### RETO A
Responde con datos del fragmento sobre la autoridad del concilio:
(i) ¿Qué dos autores se habían expresado ya de modo parecido antes que Vicente Ferrer y los demás?
(ii) ¿Entre qué tres elementos pensaba Gerson que era posible hallar un equilibrio?
(iii) ¿Qué nombre tomó el arzobispo de Milán elegido por el cónclave?
### RETO B
Retoma la redacción del fragmento sobre la autoridad del concilio a partir de su última oración.
:: FRAGMENTO SELECCIONADO
Hacía
tiempo que el concilio era un mero instrumento del que se servían los papas
para dar a conocer su voluntad. Sin embargo, la gravedad de la situación,
cuando dos monarcas absolutos reclamaban igual derecho al solio pontificio y
exigían la obediencia de los fieles, dio un impulso a la idea de que aquel
podía constituir una limitación del autoritarismo y poner fin a la división de
los cristianos. Así lo manifestaron Vicente Ferrer, Nicolás Eymerich, Conrado de
Gelnhausen y Enrique de Hesse Langestein. No eran los primeros en expresarse
así. De modo parecido lo habían hecho ya Guillermo de Occam y Marsilio de
Padua. Pronto estas ideas atrajeron a numerosos seguidores. En el aire estaba
una pregunta de profundas repercusiones: ¿Podía el concilio juzgar al pontífice
si este perjudicaba el bien común? A ella se ligaba una cuestión de
procedimiento no menos importante: Si el papa descuidaba sus obligaciones,
¿quién tenía autoridad para convocar el concilio? Unos respondían que el
colegio cardenalicio, otros que los soberanos temporales. No todos sostenían
las posiciones radicales de Occam y Marsilio para quienes el concilio era
indudablemente superior al papa. Cabían toda clase de posturas, entre ellas
muchas intermedias, como la de Gerson, quien pensaba que era posible hallar un
equilibrio entre la monarquía pontificia, la aristocracia cardenalicia y la
democracia conciliar[1].
Finalmente,
tanto los cardenales de Roma como los de Aviñón reconocieron que el concilio
era la única vía para recuperar la unidad, pero ni Benedicto XIII ni Gregorio
XII cedieron, por lo que aquellos realizaron la convocatoria por su propia
cuenta. En contra de los dos papas, el concilio se reunió en Pisa en marzo de
1409, con una gran asistencia de dignatarios de la Iglesia. El 5 de junio,
ambos pontífices fueron depuestos. A continuación se reunió el cónclave que
eligió al arzobispo de Milán, quien tomó el nombre de Alejandro V[2].
::::
:: MATERIAL PROPORCIONADO
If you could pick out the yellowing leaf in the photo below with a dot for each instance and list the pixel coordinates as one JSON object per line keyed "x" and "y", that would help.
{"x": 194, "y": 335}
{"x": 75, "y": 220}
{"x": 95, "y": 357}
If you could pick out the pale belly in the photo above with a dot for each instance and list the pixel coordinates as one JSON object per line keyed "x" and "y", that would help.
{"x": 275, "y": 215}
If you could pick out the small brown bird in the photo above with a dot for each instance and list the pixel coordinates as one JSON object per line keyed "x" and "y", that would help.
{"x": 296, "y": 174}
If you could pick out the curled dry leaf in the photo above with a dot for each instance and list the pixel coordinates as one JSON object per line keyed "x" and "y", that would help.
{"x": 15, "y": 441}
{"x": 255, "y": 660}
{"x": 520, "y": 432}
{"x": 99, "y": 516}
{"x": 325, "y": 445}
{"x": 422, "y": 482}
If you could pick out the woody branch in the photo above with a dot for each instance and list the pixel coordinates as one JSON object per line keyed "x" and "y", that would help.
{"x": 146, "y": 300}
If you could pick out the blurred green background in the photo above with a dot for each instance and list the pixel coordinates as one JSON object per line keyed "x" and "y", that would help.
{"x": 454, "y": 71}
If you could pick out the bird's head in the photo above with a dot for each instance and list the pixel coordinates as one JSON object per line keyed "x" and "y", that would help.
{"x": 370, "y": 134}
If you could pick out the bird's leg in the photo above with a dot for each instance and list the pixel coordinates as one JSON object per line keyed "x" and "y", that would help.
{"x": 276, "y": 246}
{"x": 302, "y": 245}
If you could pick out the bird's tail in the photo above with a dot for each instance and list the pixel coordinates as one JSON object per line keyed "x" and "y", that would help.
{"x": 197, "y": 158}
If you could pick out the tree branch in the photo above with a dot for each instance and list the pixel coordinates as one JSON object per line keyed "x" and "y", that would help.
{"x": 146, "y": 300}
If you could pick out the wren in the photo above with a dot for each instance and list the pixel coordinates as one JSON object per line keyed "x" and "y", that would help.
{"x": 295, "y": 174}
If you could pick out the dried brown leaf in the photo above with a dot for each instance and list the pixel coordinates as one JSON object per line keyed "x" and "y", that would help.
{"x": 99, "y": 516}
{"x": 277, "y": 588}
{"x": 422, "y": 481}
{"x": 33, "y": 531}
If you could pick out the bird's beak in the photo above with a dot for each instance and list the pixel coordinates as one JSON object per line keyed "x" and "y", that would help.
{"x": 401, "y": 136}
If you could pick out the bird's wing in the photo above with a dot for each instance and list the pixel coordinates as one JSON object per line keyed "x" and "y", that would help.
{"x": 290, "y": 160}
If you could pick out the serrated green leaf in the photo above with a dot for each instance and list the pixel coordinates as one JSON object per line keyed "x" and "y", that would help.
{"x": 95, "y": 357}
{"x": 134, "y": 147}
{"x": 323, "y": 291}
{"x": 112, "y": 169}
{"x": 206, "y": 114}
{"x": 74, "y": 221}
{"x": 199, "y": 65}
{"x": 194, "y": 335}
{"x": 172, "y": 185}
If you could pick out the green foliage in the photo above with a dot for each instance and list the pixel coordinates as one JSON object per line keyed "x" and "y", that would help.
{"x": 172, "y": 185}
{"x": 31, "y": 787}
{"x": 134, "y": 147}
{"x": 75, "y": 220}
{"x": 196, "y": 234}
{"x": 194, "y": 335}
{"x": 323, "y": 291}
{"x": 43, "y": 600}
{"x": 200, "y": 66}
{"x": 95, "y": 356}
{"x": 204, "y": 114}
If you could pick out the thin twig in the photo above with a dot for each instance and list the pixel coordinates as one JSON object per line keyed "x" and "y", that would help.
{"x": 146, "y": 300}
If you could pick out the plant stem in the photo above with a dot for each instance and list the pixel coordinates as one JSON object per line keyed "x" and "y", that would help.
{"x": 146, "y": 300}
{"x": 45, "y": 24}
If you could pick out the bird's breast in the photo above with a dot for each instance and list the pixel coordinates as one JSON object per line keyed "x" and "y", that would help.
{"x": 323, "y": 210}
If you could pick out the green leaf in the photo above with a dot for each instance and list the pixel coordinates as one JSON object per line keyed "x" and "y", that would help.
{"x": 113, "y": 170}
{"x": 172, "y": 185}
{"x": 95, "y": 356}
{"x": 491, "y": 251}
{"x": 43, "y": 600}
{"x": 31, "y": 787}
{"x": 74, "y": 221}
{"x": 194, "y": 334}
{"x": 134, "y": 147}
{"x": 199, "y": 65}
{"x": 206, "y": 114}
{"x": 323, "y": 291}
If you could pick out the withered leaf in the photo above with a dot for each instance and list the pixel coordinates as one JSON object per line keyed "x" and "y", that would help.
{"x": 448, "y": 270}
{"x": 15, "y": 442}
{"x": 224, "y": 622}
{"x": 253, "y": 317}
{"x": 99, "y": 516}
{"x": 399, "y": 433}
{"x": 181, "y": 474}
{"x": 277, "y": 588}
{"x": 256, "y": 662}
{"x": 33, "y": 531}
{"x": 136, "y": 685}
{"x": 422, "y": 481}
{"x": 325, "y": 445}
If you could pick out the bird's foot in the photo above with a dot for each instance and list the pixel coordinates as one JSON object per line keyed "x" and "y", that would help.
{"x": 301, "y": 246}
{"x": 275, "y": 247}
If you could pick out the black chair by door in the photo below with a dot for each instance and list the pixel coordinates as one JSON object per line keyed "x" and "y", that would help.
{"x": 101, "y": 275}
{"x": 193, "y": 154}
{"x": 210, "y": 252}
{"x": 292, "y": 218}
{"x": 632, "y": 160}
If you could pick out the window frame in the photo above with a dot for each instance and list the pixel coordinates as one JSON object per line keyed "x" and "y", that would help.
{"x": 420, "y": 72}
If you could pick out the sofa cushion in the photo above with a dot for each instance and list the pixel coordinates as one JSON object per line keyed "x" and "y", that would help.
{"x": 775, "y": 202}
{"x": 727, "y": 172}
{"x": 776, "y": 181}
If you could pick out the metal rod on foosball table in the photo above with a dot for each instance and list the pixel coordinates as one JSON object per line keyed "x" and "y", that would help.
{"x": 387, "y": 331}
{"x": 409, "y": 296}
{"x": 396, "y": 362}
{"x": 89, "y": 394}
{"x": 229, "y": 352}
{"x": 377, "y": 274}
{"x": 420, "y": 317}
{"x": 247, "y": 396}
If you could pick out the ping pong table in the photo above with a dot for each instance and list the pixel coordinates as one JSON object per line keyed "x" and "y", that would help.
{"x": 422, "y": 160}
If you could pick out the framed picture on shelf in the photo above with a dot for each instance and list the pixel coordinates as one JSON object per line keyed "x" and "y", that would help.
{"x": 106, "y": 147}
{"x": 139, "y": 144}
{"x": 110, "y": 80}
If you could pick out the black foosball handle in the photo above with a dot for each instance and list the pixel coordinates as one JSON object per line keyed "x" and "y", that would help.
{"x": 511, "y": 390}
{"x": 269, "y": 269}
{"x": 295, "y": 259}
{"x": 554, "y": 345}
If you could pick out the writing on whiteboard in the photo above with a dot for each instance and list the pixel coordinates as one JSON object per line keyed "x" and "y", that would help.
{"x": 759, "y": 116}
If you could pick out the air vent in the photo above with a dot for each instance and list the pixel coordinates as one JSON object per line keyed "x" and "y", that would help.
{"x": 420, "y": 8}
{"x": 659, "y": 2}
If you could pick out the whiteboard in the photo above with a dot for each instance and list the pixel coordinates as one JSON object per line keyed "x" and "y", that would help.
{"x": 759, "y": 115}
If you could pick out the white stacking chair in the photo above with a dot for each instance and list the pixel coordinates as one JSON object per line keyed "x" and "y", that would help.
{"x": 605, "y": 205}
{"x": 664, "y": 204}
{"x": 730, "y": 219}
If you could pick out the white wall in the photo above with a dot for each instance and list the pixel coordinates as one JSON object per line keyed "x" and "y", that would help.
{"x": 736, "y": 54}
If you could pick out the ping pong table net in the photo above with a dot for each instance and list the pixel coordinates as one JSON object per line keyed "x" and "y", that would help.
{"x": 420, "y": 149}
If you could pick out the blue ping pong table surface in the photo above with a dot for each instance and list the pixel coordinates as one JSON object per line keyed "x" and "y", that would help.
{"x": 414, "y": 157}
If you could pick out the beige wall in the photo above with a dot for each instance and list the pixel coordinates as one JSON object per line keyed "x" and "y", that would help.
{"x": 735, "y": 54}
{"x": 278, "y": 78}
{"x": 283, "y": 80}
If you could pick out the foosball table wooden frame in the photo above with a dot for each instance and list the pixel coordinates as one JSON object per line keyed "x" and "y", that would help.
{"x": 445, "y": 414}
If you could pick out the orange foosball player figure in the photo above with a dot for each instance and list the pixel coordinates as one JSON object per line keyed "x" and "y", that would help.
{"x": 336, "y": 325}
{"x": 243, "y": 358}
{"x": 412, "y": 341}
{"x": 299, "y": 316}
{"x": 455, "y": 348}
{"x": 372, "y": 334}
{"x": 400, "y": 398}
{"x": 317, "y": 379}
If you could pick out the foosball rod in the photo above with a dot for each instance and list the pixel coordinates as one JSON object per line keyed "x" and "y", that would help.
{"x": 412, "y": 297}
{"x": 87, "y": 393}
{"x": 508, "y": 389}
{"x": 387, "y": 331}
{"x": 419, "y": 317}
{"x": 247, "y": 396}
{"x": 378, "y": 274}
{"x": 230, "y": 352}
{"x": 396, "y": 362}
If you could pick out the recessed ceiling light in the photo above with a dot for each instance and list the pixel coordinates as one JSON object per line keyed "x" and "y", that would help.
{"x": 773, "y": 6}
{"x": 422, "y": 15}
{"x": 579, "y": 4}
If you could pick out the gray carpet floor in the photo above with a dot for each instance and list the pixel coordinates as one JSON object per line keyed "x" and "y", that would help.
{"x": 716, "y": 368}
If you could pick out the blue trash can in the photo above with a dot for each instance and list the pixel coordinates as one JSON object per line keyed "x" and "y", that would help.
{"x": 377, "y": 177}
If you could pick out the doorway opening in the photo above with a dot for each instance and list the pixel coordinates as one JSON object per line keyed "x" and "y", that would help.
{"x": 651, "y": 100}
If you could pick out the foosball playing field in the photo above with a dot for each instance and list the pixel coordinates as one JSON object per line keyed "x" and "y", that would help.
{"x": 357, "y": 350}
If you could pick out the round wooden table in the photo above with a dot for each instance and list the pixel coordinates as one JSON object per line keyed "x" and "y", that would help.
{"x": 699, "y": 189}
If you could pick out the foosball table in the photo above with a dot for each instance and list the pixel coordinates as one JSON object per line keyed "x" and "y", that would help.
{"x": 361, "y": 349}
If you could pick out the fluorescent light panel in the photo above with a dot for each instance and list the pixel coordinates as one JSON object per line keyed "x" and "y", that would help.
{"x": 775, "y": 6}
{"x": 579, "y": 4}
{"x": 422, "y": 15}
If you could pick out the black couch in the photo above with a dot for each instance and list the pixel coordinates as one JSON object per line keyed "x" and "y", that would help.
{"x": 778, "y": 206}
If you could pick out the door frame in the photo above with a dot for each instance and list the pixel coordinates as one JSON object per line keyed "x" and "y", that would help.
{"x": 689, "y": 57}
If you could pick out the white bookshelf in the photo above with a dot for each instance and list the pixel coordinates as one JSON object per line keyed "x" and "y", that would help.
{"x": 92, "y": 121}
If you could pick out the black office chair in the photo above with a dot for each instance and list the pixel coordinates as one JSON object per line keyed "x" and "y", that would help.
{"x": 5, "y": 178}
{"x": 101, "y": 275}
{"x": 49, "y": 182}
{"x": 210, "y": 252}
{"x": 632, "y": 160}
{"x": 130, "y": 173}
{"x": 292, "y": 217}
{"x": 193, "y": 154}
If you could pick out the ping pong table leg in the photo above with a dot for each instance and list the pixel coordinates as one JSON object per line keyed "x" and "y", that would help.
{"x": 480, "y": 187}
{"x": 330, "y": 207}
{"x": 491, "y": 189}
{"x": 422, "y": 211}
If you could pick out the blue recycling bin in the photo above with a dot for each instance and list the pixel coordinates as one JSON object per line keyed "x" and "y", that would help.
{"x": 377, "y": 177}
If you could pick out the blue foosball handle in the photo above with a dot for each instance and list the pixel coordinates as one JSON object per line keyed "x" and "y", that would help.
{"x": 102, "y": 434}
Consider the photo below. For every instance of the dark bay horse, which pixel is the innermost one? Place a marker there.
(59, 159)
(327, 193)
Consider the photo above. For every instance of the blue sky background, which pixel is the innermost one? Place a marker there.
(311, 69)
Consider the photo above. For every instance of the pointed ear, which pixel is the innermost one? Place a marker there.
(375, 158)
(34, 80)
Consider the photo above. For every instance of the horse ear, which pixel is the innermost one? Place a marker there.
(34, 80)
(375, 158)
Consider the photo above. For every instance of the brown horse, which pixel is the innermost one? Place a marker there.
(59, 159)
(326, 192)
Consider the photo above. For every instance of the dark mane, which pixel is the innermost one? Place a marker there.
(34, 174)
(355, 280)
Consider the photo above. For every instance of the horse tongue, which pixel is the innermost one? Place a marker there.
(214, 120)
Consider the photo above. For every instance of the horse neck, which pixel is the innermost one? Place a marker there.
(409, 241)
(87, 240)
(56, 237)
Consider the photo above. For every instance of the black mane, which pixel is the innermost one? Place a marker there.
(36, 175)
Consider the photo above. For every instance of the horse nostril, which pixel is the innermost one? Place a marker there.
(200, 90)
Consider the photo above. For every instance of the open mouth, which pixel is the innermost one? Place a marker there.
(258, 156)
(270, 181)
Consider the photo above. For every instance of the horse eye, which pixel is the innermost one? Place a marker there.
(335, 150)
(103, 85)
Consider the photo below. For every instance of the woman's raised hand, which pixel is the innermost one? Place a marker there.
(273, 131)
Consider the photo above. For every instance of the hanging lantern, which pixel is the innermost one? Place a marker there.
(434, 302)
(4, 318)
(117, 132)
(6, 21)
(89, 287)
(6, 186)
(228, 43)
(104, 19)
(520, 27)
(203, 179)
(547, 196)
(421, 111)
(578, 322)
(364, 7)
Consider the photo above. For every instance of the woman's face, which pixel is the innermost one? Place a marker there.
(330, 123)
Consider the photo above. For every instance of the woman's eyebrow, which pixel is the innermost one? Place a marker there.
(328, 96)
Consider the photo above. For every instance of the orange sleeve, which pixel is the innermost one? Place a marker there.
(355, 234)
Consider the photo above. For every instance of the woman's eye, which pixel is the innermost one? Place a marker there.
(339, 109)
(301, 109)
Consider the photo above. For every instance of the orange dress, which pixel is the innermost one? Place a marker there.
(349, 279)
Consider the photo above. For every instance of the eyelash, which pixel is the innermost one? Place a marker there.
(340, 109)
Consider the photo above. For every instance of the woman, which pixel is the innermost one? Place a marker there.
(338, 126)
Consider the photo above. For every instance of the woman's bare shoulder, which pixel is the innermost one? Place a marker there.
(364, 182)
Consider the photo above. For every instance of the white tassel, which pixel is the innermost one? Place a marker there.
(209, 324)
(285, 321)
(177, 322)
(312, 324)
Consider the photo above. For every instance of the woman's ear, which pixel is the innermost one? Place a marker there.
::::
### RESPUESTA A
(i) Guillermo de Occam y Marsilio de Padua.
(ii) La monarquía pontificia, la aristocracia cardenalicia y la democracia conciliar.
(iii) Alejandro V.

### RESPUESTA B
Puesto que ni Gregorio ni Benedicto aceptaron
el concilio, el cisma, lejos de solventarse, se agravó, pues ahora eran tres
los papas que reclamaban autoridad sobre los cristianos.
Alejandro
V falleció al año siguiente y fue sucedido por Juan XXIII[3],
quien, debido a la falta de apoyos, tras haberse enfrentado con Ladislao de
Nápoles, hubo de ceder a las presiones del nuevo emperador, Segismundo de
Hungría, y convocar un nuevo concilio en Constanza. Aunque Juan confiaba en
encontrar en él el refrendo de toda la cristiandad, dado que sus partidarios
eran muy numerosos entre los prelados italianos, la adopción de un nuevo
sistema de votación por naciones, le hizo ver que quedaría en minoría, por lo
que decidió huir (marzo de 1415). Ante esta situación, amparado en la
protección del emperador, el concilio promulgó el decreto Haec sancta, por el que se proclamaba representante de la Iglesia y
superior al papa. Acusado de asesinato, violación, incesto y sodomía, Juan
XXIII aceptó finalmente su deposición (mayo de 1415)[4].
[1] RAPP, Francis: La Iglesia y la
vida religiosa en Occidente a fines de la Edad Media, Barcelona, Labor, 1973,
p. 38.
[2] Considerado antipapa. La Iglesia Católica no acepta la legitimidad del concilio de Pisa.
[3] También antipapa.
[4] Permaneció encarcelado durante
tres años hasta que prestó obediencia al papa Martín V, quien lo nombró obispo
de Frascati.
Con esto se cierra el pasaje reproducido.